In Chris’ own words:
North Coast 110 miles. A case of careful what you wish for.
First a bit of a back story as to the why? I know I’ve already bored you all with it, but last summer I had the opportunity to run in the UTMB CCC. A 100km trail run through the mountains of France, Switzerland and Italy. Quite possibly the best running experience I’ve ever had, a once in a lifetime race perhaps. Except, there was one step further, the full 100 mile UTMB. But surely this was a race for someone else’s lifetime, not mine. We shall see. However, the seed was sown and now came the not insignificant hurdle of acquiring the points just to enter the UTMB. Basically, to qualify, I needed to run 100miles!
Having had 3 months with no running and been back training for only a couple of months, I was initially looking at the Climb South West North Coast 110 as support crew for a friend who was running it. However, a couple of long training runs later I convinced myself to give it a go. What could possibly go wrong?
Well, for a start, the weather. Starting at Hartland Quay on the North Devon coast, from the start, storm Alex was right in our face. In fact, as the race started my cap went the opposite direction, so 2 minutes in I was minus 200 metres! You know you are into something extreme when you realise the first checkpoint is at 35km. But, my tactic was pretty simple. Get to the next checkpoint, ideally with a 2 hour cushion before the cut-off, so essentially going as slow as possible. The only goal was to finish.
In hindsight, the weather may have been an advantage. The concentration required to stay upright meant there was no headspace available to consider quitting. It was just head down and getting it done. For the most part I enjoyed it, I think. There certainly were low points though. Putting on my waterproof trousers back to front and not being able to figure out how to tie them up was certainly one. Crawling along on all fours at 2am around an exposed headland called Baggy Point was also a challenge, the wind and rain were such that standing up was all but impossible.
I won’t bore you with the detail, its was the usual up, down, up again of the coast path although I did note that Devon mud seems much slippier than the Dorset variety. And, so it was, a mere 33 hours, 110 miles and 20,000 feet of climbing later, I arrived at the finish line in Minehead. My trainers were ripped, my running poles in pieces, and my body bruised and battered. But crucially I had done it. Of the 50 entrants and 36 starters there were only 19 finishers. This was one brutal race. So, the dream of returning to the Alps is still alive, but first I need to get back to walking without a limp!

**Things to do**:
1) Can you return the part of the race account starting with "In hindsight, the" and going on through "all but impossible.", copied word for word?
2) Could you resume the North Coast 110 race account, writing on from its final sentence?

**Data**:
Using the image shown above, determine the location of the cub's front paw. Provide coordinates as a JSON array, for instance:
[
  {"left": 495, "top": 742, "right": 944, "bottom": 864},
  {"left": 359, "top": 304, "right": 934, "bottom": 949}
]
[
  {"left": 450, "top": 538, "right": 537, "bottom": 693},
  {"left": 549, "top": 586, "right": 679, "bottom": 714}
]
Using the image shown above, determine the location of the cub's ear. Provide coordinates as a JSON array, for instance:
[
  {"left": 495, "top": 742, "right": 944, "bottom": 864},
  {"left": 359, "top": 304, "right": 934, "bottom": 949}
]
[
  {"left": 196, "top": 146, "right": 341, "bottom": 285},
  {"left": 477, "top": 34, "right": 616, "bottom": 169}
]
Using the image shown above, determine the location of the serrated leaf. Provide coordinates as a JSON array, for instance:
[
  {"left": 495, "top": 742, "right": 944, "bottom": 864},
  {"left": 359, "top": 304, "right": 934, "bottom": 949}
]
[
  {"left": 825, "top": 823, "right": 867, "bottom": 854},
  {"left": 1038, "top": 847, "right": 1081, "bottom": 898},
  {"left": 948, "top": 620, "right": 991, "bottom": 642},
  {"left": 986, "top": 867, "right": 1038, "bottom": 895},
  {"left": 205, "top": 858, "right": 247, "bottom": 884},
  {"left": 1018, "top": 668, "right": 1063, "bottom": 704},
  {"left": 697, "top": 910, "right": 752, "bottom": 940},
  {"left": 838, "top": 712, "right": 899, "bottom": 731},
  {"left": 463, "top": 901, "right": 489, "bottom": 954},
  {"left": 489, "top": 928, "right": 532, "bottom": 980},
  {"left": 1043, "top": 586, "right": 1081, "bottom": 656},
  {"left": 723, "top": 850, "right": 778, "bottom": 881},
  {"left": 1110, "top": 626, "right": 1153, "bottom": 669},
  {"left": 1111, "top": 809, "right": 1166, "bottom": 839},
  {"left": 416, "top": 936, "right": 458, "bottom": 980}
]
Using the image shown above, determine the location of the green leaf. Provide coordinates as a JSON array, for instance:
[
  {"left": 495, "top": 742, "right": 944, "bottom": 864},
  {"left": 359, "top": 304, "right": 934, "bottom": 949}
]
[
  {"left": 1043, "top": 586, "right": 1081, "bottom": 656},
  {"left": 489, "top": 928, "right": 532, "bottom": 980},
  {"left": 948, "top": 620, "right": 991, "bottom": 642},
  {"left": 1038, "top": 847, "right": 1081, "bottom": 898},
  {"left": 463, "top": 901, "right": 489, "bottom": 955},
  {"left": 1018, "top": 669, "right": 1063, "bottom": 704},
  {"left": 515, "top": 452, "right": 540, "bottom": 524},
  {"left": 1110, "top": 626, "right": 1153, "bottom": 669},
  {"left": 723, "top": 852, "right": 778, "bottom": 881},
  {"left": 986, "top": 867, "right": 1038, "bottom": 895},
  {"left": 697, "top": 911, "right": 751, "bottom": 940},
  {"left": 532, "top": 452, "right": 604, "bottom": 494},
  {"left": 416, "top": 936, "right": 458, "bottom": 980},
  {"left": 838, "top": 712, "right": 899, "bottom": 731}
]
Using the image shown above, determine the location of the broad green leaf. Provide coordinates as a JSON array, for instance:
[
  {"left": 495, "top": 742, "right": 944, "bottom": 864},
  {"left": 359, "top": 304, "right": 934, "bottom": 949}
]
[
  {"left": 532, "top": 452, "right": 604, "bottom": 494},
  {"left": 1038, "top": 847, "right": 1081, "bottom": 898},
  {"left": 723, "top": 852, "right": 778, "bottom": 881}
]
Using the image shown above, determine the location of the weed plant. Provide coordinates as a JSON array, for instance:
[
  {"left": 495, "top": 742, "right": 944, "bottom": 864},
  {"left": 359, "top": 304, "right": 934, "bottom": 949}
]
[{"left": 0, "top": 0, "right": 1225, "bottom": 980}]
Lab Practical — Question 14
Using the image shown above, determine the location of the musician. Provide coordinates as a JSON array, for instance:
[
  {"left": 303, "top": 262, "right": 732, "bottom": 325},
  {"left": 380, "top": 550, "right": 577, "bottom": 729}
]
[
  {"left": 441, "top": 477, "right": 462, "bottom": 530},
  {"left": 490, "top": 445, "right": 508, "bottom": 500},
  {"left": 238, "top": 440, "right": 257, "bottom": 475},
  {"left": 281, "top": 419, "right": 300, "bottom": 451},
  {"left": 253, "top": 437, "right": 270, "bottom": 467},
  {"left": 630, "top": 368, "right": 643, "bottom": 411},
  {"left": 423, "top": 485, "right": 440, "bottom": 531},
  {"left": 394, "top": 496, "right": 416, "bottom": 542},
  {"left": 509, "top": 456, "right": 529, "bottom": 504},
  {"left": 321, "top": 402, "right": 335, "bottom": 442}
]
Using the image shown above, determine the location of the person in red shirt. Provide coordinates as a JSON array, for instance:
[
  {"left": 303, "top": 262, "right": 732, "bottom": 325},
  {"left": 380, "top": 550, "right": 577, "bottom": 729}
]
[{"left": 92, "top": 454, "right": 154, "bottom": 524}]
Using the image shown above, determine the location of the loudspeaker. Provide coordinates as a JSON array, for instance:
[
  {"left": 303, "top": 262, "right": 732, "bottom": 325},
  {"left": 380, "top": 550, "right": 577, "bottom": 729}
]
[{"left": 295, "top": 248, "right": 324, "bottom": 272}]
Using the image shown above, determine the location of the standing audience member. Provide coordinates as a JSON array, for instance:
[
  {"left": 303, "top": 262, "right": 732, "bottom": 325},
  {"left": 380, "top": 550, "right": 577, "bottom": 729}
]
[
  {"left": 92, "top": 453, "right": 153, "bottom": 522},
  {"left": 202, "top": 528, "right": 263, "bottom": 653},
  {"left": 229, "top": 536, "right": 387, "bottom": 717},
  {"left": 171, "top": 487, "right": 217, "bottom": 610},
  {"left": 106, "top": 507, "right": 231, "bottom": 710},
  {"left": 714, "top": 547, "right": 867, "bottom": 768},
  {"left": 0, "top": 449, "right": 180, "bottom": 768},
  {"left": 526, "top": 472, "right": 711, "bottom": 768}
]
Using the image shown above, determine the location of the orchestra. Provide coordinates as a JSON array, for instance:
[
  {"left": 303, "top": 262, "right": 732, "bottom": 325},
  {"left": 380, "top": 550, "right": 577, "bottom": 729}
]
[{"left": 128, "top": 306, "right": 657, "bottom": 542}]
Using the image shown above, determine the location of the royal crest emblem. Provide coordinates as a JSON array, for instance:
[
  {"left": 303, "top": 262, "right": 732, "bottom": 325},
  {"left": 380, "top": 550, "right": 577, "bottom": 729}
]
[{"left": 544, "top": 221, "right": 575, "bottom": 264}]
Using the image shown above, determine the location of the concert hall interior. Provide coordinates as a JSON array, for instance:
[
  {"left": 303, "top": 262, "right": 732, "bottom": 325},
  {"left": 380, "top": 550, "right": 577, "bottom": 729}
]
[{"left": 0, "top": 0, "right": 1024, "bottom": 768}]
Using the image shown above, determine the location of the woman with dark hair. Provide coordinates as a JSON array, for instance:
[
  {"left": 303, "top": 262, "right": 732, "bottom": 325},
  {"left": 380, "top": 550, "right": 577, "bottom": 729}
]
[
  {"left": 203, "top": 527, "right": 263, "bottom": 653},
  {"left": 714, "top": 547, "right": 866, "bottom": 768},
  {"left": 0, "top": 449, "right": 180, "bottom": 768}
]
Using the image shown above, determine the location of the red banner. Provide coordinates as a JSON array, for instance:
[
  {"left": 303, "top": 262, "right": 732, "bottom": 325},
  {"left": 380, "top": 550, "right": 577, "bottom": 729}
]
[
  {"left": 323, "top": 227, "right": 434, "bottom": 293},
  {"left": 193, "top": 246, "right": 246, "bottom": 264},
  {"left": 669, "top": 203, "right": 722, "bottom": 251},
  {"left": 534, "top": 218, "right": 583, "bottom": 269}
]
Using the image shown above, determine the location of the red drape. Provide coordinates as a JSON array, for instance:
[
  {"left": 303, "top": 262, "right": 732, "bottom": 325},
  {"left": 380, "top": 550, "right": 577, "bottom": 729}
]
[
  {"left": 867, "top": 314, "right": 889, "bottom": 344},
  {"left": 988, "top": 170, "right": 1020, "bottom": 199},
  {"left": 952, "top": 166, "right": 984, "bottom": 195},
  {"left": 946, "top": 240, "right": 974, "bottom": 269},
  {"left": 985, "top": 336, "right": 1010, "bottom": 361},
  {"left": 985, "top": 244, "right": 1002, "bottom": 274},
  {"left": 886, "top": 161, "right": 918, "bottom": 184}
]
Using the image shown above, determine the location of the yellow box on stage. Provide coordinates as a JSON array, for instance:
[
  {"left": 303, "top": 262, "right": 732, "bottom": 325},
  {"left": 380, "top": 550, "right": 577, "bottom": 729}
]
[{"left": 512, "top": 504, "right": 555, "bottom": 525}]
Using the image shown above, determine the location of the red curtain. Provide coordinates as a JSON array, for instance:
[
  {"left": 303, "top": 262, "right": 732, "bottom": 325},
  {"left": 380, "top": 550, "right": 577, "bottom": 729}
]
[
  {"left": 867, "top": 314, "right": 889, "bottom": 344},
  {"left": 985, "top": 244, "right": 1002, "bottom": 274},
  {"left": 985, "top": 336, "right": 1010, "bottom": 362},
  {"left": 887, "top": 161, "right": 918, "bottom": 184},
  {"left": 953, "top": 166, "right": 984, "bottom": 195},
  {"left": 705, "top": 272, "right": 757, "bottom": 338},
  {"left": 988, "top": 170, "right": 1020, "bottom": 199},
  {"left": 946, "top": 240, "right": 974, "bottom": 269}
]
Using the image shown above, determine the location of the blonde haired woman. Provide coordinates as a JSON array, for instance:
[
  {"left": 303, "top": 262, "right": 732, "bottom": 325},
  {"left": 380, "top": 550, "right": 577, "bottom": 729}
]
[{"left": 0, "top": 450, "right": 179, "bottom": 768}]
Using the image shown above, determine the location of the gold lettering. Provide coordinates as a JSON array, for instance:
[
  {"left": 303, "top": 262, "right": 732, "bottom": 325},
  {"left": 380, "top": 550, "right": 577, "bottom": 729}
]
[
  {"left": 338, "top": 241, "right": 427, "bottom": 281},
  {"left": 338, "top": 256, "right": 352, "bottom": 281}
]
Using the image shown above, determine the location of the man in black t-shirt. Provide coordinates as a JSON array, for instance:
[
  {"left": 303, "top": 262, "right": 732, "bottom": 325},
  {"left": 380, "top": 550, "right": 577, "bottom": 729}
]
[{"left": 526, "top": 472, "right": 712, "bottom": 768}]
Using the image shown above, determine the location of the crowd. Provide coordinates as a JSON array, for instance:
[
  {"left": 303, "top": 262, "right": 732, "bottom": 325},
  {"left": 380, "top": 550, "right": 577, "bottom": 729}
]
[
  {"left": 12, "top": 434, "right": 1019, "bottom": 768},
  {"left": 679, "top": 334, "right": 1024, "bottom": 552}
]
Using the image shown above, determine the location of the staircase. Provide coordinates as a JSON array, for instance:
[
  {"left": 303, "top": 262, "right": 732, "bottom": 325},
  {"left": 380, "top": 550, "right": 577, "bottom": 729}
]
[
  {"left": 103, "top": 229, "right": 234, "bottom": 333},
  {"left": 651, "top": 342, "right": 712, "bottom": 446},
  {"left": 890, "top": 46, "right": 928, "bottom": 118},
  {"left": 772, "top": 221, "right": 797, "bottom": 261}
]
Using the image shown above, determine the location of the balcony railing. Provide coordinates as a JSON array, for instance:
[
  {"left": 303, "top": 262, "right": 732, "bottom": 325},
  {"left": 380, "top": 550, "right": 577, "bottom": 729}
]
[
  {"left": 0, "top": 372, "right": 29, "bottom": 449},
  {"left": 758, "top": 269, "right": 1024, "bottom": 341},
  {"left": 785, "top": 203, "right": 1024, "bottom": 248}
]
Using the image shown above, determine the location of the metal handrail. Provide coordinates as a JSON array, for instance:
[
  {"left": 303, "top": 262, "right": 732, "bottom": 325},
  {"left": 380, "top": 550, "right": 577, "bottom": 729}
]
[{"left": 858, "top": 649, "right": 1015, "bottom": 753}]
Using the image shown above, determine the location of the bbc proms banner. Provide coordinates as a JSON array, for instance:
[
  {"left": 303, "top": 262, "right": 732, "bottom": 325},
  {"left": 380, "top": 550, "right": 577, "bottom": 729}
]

**Answer list**:
1)
In hindsight, the weather may have been an advantage. The concentration required to stay upright meant there was no headspace available to consider quitting. It was just head down and getting it done. For the most part I enjoyed it, I think. There certainly were low points though. Putting on my waterproof trousers back to front and not being able to figure out how to tie them up was certainly one. Crawling along on all fours at 2am around an exposed headland called Baggy Point was also a challenge, the wind and rain were such that standing up was all but impossible.

2)
We hope Chris’ story is inspirational and we wish him all the luck with a UTMB finish one day soon!
Raymonde Woodman completed the 2020 virtual London Marathon, following the cancellation of the mass start event, in a fantastic time of 4:59:36. This result placing him 88th in his category, not bad for his first marathon, even if he had to replace the roads of London for Litton Cheney!
In Ray’s own unique words:
“2020 (so far) Covid, rheumatoid arthritis, races postponed, Bridport Runners not being able to run together, Aldershot failing to gain promotion again, impending old age!
Race day: Drizzle, wind leaden skies, Ben, Adam, Sam, Tim (my support crew on a bike), screaming hamstrings ,heavy rain, brilliant support, amazing app cheering as every mile is reached.
Half way, swop Sam for Clive, good pace, more rain, 15 miles (don’t even dare to subtract that from 26), focus two miles at a time, Litton Cheney again, Barbara, bananas, Jess, more support, no going back, foot pain, wow could get under 5 hours, Burton Bradstock again, two miles short, Long Bredy road take 3 (hardest part, so near now!) Finally finish, sub 5 hours.
Elation, Pride, Touched by amazing support. My first marathon, only taken 68 years! Back of the net!!!
Bridport Runners and supporters I humbly thankyou for helping me achieve this from the bottom and top of my hamstrings!!”
Well done Ray, you earnt that one and it was a pleasure for us to be part of it!